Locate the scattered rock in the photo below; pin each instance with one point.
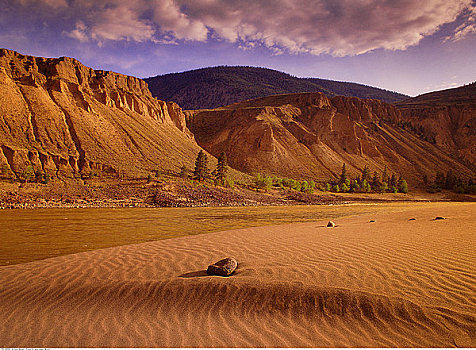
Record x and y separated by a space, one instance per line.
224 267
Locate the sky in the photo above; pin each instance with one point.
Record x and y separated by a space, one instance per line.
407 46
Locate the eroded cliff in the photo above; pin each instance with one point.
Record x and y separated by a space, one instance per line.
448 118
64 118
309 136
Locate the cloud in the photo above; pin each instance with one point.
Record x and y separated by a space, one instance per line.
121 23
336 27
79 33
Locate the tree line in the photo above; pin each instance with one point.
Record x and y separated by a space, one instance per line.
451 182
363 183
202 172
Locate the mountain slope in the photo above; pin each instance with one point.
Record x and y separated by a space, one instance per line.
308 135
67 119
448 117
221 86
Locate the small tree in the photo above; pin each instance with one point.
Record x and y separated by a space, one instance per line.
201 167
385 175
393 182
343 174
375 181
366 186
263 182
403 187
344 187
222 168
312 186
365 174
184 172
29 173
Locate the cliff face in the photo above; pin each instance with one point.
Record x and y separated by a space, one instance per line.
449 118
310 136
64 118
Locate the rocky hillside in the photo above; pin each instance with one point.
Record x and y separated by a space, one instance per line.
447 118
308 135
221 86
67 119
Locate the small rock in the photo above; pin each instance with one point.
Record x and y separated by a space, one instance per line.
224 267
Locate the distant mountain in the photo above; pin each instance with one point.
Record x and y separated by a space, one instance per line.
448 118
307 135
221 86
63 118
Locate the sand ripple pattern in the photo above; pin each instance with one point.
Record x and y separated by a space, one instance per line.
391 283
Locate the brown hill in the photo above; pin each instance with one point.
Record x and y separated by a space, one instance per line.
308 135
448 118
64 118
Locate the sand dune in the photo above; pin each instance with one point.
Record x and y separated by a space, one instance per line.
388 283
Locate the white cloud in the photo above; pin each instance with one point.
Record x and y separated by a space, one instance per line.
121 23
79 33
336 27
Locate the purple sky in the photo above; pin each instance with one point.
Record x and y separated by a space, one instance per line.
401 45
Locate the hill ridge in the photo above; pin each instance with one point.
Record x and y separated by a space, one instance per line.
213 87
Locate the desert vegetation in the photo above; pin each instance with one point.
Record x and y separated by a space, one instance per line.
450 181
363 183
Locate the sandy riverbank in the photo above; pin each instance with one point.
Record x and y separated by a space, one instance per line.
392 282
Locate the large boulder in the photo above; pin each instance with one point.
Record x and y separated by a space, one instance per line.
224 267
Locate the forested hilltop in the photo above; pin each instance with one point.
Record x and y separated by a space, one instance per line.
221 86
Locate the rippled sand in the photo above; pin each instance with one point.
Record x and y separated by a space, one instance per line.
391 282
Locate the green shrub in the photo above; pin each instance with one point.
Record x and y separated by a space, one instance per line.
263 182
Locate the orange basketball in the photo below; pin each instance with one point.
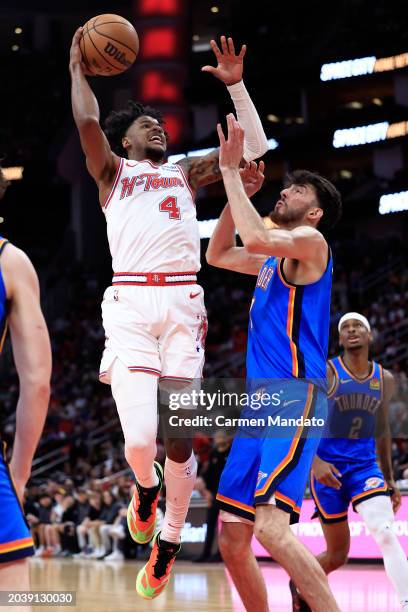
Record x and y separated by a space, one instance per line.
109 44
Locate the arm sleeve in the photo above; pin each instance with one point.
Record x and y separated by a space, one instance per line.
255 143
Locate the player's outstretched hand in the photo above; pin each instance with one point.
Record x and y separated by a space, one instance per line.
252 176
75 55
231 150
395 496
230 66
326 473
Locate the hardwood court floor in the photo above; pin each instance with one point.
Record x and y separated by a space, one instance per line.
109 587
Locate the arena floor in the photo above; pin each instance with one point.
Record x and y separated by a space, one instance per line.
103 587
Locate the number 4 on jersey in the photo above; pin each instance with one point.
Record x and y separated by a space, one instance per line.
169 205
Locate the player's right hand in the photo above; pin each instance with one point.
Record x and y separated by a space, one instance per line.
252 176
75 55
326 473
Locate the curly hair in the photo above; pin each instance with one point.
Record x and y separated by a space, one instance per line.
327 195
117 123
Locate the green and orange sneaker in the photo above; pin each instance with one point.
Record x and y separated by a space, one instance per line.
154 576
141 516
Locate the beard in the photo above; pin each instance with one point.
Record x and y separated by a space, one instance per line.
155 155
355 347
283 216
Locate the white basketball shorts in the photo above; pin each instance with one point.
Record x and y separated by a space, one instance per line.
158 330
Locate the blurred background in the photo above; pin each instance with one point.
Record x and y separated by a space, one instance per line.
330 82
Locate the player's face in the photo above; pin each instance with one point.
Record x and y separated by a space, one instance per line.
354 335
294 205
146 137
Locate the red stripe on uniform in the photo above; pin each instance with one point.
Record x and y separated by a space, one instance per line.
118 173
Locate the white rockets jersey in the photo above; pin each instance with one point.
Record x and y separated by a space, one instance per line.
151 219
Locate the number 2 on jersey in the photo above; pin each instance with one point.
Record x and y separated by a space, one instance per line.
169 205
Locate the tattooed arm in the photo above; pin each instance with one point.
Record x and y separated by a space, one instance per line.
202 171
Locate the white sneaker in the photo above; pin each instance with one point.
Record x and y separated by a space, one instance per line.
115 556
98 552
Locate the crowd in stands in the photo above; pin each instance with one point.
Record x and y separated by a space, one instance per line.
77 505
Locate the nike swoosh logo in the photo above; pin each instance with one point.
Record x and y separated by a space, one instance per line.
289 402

--

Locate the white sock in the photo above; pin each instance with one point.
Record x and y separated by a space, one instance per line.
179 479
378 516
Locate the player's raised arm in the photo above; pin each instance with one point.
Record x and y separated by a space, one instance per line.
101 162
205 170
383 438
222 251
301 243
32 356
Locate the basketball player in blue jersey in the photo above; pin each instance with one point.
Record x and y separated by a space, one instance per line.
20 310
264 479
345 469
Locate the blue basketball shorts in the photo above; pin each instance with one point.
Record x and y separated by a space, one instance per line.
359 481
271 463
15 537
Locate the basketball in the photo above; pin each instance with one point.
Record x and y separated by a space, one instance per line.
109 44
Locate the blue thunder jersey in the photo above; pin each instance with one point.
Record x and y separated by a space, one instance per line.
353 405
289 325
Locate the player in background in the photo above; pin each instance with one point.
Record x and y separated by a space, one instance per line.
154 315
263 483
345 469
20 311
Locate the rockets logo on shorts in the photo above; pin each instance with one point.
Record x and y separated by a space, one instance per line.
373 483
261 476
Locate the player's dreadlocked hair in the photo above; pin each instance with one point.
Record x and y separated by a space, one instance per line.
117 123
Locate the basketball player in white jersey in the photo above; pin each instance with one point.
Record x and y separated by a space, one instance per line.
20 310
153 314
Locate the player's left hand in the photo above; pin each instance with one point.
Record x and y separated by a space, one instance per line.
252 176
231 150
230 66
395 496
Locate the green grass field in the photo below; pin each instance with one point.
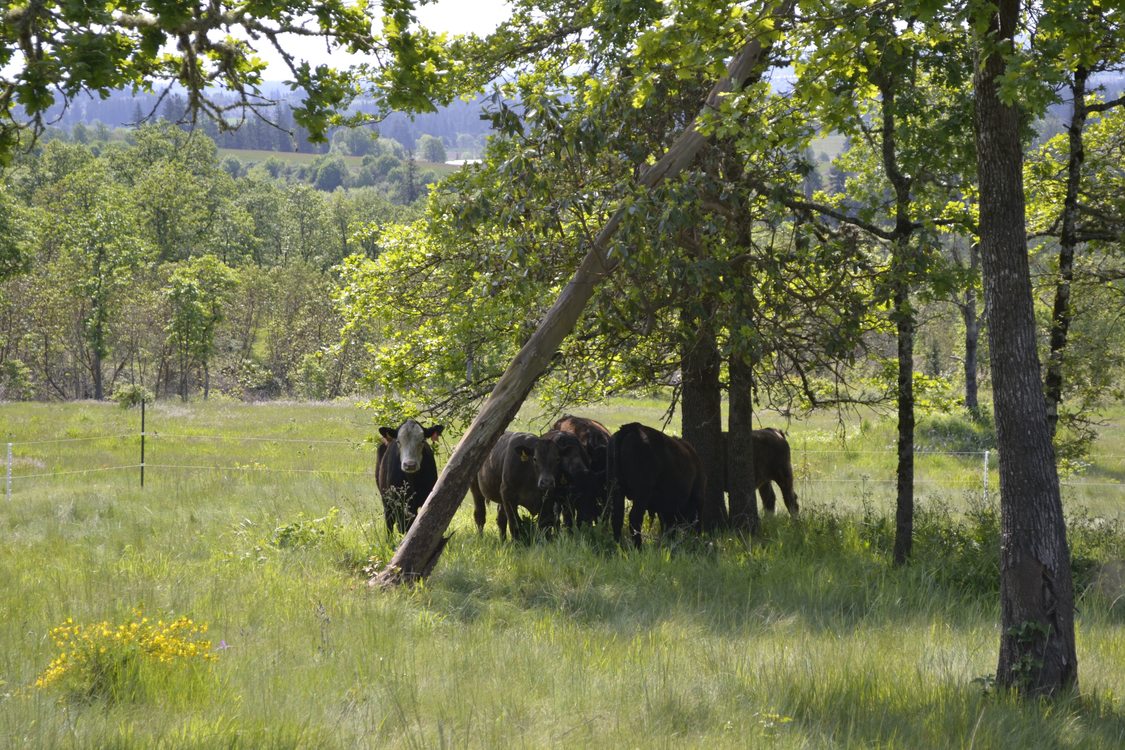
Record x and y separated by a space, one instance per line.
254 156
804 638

==

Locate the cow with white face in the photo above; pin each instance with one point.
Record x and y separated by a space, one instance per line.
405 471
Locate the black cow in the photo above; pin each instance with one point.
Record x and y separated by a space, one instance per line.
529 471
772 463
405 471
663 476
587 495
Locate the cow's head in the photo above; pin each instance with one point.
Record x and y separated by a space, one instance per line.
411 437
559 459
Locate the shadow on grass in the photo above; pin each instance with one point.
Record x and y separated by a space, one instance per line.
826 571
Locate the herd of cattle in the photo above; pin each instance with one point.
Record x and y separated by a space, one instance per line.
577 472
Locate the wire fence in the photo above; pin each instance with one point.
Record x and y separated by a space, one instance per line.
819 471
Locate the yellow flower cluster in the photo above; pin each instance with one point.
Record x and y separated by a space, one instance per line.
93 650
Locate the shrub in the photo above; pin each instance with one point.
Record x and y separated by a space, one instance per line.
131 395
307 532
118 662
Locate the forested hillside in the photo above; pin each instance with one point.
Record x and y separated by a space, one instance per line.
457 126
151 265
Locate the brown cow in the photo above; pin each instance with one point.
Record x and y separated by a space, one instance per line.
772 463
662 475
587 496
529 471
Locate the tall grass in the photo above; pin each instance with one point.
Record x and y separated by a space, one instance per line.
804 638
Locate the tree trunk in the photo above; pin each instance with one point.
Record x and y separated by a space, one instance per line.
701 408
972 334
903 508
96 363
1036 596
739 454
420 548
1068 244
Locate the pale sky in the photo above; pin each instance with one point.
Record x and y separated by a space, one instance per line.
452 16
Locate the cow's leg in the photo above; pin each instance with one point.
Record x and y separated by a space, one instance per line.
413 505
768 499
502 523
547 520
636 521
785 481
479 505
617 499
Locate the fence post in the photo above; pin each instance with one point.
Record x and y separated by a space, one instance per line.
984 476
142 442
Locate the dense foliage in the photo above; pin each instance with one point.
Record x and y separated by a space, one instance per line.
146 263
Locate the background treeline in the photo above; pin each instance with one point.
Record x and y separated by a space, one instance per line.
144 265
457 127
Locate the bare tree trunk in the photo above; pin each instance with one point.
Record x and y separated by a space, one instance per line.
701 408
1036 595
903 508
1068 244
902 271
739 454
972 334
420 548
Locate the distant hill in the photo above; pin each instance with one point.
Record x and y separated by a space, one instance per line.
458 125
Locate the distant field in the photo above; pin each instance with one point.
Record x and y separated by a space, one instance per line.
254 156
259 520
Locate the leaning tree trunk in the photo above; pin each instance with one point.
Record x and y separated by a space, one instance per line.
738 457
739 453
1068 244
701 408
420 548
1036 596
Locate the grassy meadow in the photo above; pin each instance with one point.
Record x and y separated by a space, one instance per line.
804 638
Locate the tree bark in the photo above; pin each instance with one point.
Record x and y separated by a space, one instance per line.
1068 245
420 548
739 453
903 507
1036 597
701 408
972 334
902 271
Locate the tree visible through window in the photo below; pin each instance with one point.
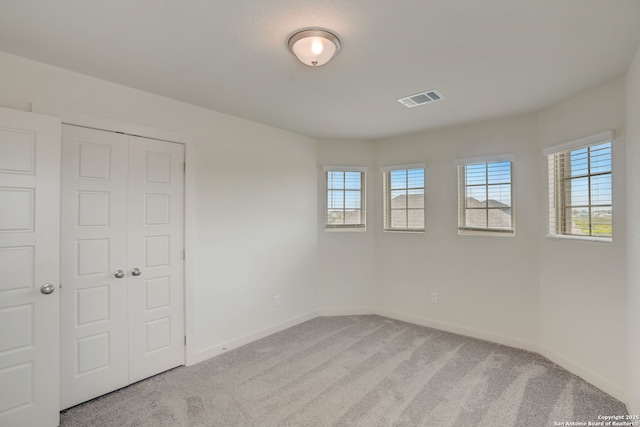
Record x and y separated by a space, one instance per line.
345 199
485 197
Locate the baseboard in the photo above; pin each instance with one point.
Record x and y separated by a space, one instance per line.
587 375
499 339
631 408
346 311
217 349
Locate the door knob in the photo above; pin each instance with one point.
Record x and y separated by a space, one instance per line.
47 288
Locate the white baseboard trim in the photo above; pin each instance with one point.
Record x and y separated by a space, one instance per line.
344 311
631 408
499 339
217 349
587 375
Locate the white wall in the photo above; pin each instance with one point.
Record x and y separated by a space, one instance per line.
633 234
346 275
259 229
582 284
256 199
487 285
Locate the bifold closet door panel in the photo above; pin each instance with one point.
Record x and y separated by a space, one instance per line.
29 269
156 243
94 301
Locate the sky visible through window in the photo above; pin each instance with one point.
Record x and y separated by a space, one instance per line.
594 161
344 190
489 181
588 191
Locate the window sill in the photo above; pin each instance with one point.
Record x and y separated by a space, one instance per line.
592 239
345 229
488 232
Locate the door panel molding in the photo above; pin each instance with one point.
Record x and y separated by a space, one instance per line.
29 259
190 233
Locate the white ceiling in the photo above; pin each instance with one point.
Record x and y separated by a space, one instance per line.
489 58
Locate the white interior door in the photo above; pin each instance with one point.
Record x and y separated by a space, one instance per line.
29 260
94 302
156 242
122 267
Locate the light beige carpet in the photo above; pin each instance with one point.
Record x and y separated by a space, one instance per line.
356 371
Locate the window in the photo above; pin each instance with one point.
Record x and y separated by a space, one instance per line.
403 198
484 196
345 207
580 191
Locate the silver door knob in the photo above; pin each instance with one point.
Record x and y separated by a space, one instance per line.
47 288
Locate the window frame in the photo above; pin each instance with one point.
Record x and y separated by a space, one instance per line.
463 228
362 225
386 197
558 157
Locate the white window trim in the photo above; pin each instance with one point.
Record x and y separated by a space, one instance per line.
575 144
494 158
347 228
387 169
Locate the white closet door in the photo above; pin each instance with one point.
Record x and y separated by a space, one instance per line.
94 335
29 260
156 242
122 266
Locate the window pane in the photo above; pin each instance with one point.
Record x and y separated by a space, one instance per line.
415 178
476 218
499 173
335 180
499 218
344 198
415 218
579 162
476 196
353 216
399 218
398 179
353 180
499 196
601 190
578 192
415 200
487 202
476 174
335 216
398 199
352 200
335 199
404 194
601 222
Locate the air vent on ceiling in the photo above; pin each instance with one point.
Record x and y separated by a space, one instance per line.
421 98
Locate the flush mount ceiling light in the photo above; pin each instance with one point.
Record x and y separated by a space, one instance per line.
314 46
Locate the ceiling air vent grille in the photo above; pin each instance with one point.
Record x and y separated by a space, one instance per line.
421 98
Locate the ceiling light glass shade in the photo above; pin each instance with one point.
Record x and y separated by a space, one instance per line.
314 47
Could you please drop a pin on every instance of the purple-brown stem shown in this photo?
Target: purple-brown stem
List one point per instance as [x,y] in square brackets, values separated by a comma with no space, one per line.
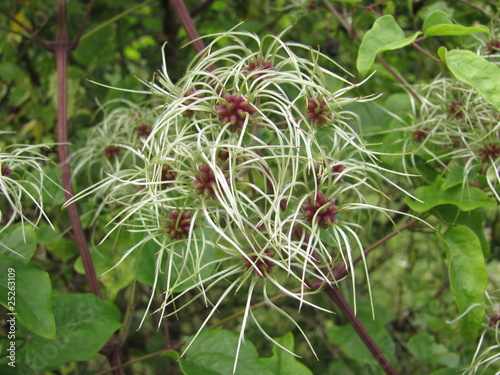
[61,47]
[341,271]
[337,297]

◆ What is expected
Find every line in the entries above that contains the word "sneaker" and copy each of those lines. Case counts.

◆ The solution
Locate the green and orange sneaker in the photo above; pin each instance with one point.
Locate the white sneaker in the photo above; pin each instance with one point.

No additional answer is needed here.